BEGIN Passage
Monthly Archives: February 2013

Red Brick Brewing – Old Stock Ale

Beer

From the website:

A blend of three copper ales. One aged in oak barrels for 60 days. Another brewed with LOTS of dark caramel roasted malts, and one brewed with a blend of sweet and bitter orange peels and star anise. Lots of complexity. Will age well.

Smell

Alec:  How’s it smell?

Vince:  Like blood.

Alec:  I don’t smell it like I did the Wee Heavy.

Vince:  Yeah it’s not very aromatic.

Look

Vince:  The head on this is awesome.

Alec:  I can see the yeast without a light on it.

Taste

Alec:  It’s kind of bland.

Josh:  It’s got such a weird taste.  I don’t know if it’s caramel or…

Vince:  If you were to give me both the beers we just had, I would think this was the Wee Heavy, because it’s more raw.

Drinkability

Vince:  Not my favorite beer.

Alec:  I like it, I would order more of these over the Wee Heavy.  This would be a less filling beer.

Vince:  My dog threw up and then ate it.

Vince:  This beer’s kinda thick for my taste.  It’s a really needy beer.

Final Thoughts

Alec:  I think it’s more drinkable than the Wee Heavy, but I really liked the Wee Heavy.

Vince:  It’s a very thick beer that I probably wouldn’t order.  It’s good, I just probably wouldn’t order it.

Josh:  I would order it if I just wanted one beer.  It’d be a good once-a-month beer.

Alec:  It’s a good at-home beer.
END Passage
BEGIN Information given
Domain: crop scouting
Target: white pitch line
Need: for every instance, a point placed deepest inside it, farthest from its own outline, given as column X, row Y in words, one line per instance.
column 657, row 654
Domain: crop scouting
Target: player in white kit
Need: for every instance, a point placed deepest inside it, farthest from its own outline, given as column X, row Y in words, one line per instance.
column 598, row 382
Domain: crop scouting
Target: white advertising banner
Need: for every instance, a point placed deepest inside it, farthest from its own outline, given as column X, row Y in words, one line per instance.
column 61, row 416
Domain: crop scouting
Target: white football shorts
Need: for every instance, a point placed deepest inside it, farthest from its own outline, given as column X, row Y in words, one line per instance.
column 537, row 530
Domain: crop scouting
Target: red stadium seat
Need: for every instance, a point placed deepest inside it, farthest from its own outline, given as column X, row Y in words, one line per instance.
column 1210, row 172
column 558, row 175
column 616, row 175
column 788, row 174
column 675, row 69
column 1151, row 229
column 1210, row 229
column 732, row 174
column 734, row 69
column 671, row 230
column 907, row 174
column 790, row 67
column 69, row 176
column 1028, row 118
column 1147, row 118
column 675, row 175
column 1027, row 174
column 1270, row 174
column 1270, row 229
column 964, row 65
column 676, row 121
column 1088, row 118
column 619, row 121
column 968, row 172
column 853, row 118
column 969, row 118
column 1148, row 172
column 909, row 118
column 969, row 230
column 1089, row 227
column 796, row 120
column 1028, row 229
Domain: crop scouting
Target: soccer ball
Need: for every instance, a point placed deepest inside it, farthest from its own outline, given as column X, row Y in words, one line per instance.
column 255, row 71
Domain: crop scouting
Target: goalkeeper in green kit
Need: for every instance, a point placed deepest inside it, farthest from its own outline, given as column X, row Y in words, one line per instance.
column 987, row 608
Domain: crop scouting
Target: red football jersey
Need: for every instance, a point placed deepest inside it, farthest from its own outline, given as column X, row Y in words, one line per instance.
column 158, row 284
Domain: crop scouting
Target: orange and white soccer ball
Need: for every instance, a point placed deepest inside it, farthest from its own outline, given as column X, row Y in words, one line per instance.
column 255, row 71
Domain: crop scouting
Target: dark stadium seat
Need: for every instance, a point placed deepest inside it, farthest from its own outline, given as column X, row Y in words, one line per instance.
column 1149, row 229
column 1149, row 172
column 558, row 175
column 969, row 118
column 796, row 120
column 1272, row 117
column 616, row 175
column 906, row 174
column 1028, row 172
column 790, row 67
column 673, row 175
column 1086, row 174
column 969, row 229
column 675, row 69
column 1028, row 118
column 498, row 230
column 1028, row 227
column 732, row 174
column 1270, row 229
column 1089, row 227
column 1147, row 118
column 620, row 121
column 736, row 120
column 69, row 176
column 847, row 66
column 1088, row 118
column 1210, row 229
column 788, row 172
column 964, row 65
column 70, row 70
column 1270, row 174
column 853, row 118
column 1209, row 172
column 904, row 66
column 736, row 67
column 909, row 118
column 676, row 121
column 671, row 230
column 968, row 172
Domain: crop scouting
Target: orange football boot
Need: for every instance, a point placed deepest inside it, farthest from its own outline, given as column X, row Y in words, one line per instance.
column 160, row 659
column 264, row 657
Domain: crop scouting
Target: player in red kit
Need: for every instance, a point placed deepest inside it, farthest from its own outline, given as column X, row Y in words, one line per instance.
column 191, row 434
END Information given
Continue the Old Stock Ale review from its last line, in the same style.

Vince:  It’s good.  Out of 5 I’d give it 3.

Josh:  I would probably go 3.5. 3.25.

Alec:  I’d probably go with 4.

Red Brick Brewing – Wee Heavy

Beer

It looks like Red Brick Brewing already took down the website for this beer.  All I can say is we were very nervous about this after our last experience with a Wee Heavy.

Smell

Vince:  It smells good.

Alec:  It doesn’t smell like throw-up.

Vince:  No, it kinda smells like the Chimay we had.

Alec:  It just smells like a really thick ale.

Look

Alec:  I wish it had more head, nice color though.  It’s really thick and dark.

Vince:  Yeah it’s like a Chimay mixed with a stout.

Alec:  There’s something just hanging around in the beer, I think it’s the yeast.  Wow.

Vince:  That’s really intense.

Alec:  You can see chunks.

Taste

Alec:  Not anywhere near as bad as that other one.

Vince:  It’s good.

Alec:  I don’t know that I would normally get it but…it’s definitely got a different taste to it.

Vince:  It’s really heavy.

Alec:  Yeah but I’m not gagging as soon as I let it hit my palate.

Vince:  It kinda has a coffee-like taste to it.

Drinkability

Alec:  It’s growing on me; the more I drink, the more I like it.

Vince:  This is a beer you would drink with some friends, and just sip on it.  I feel like I’ve already drank the whole thing.  At this point he was about 1/3 through the glass.

Alec:  Yeah, this is not your “I’m going to go out and drink a lot of beers” beer.  But I like it.

Vince:  I do too, way better than the Sam Adams crap we had.

Alec:  I’m really liking it; I’m almost done already.

Final Thoughts

Alec:  It’s amazing.

Josh:  It was incredible!  I’ve never had a better beer in my life.

Vince:  It was a step up over Sam Adams.

Josh:  Just a step?

Vince:  It was good, tastes like Chimay.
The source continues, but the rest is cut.